§ Task prompt
Could you copy the lines below exactly, leaving none out?
(Input material)
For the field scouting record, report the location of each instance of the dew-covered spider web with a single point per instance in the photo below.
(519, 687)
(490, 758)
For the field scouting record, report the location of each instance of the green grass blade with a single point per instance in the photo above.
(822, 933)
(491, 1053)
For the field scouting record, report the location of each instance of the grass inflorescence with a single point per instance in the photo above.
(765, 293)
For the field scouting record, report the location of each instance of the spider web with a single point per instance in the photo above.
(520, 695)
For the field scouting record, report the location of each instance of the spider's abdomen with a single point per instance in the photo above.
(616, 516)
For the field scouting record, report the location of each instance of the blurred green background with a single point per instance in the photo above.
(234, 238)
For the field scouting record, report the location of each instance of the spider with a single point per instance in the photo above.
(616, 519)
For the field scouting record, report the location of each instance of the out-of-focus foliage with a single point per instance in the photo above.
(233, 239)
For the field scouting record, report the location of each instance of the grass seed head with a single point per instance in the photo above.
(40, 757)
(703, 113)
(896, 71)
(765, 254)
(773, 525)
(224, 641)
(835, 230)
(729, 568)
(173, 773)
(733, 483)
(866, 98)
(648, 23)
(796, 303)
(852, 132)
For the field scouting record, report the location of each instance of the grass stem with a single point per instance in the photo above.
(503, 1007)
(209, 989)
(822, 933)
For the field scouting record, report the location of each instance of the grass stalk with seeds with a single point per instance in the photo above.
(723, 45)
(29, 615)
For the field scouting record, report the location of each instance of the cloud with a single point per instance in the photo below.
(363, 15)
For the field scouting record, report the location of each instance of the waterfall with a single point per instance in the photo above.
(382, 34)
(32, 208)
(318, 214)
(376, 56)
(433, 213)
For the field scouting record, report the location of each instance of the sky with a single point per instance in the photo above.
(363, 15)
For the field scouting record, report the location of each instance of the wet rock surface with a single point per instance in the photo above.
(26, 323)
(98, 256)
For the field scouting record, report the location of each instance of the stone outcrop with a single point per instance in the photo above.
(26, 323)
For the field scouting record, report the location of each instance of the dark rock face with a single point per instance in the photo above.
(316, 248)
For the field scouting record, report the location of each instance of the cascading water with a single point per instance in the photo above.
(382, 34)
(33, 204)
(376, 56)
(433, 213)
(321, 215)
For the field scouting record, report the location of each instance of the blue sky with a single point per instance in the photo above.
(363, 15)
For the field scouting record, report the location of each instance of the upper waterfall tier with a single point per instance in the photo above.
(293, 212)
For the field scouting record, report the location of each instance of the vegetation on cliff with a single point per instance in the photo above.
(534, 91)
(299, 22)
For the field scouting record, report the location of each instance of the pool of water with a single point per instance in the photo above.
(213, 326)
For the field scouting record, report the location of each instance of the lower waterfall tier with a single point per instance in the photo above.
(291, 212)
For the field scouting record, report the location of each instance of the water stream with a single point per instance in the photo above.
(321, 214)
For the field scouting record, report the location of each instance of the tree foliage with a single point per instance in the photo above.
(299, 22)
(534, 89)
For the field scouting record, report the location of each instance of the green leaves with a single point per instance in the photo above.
(End Input material)
§ Your solution
For the field scouting record, report the location of each instance of the dew-covered spider web with a single point per instance in the photo below.
(519, 687)
(490, 758)
For the field scouting record, report the location of each instance of the green grass blade with a single point per instance in the photo above.
(822, 933)
(491, 1053)
For the field scouting record, report the location of each instance of the grass inflorescence with a single point per instance in the photo above.
(765, 293)
For the field scouting record, report the location of each instance of the spider web with a single point per instance in the photo above.
(520, 695)
For the field scouting record, report the location of each instance of the spider's abdomen with a single point per instance in the photo above.
(616, 516)
For the field scouting record, report the location of each instance of the blurred green background with a single point per instance in the photo above.
(234, 238)
For the field scouting record, report the location of each instance of the spider with a single point per instance in the photo above.
(616, 519)
For the field scouting record, report the location of each instance of the out-of-focus foliage with a single point per instance in the photo above.
(233, 239)
For the field scouting record, report the location of each instance of the grass seed head with a single point per instance in the photo above.
(40, 757)
(703, 113)
(896, 71)
(765, 254)
(773, 525)
(224, 641)
(835, 230)
(729, 568)
(173, 773)
(733, 483)
(866, 98)
(648, 23)
(796, 303)
(852, 132)
For the field scouting record, report the location of each instance of the grass stem with a single point per instance in the photo above.
(503, 1007)
(209, 989)
(822, 933)
For the field scouting record, report the location of each instance of the grass stalk with seeds with a single point per instance in the photo above.
(723, 45)
(29, 615)
For the field scouting record, report the location of each instance of the cloud with a single point per instance in the photo below.
(363, 15)
For the field scouting record, report the location of each instance of the waterfall with a single point per instance in the photo above.
(382, 34)
(32, 208)
(318, 214)
(376, 56)
(433, 213)
For the field scouting record, report the location of each instance of the sky with a single point per instance in the photo above.
(363, 15)
For the field scouting record, report the location of each instance of the wet rock surface with a single point per instance in the photo above.
(26, 323)
(98, 256)
For the field scouting record, report the location of each instance of the stone outcrop with a single point per instance in the photo above.
(26, 323)
For the field scouting record, report the location of each instance of the dark rock face with a single point per instance in the photo above.
(316, 248)
For the field scouting record, report the location of each instance of the cascading water with a single point per instance in the photo above.
(382, 34)
(33, 204)
(376, 56)
(433, 213)
(321, 215)
For the field scouting record, report the location of each instance of the blue sky with a single point per instance in the photo above.
(363, 15)
For the field scouting record, report the location of each instance of the upper waterfall tier with a single point per instance in the photo above.
(293, 212)
For the field scouting record, report the location of each instance of the vegetation on cliff with a single point per instance in the photo above.
(534, 91)
(299, 22)
For the field scouting record, report the location of each instance of the pool of water with a single point per instance in the photo above.
(213, 326)
For the field scouting record, report the location of each instance of the lower waterfall tier with a single point per instance in the photo above.
(291, 212)
For the field scouting record, report the location of each instance of the water stream with a single point per instance in the photo above.
(321, 214)
For the field scouting record, report the location of each instance of the tree foliage with a single point per instance in the photo above.
(299, 22)
(534, 89)
For the field scouting record, report the location of each instance of the green leaves with a single point per instance in the photo above.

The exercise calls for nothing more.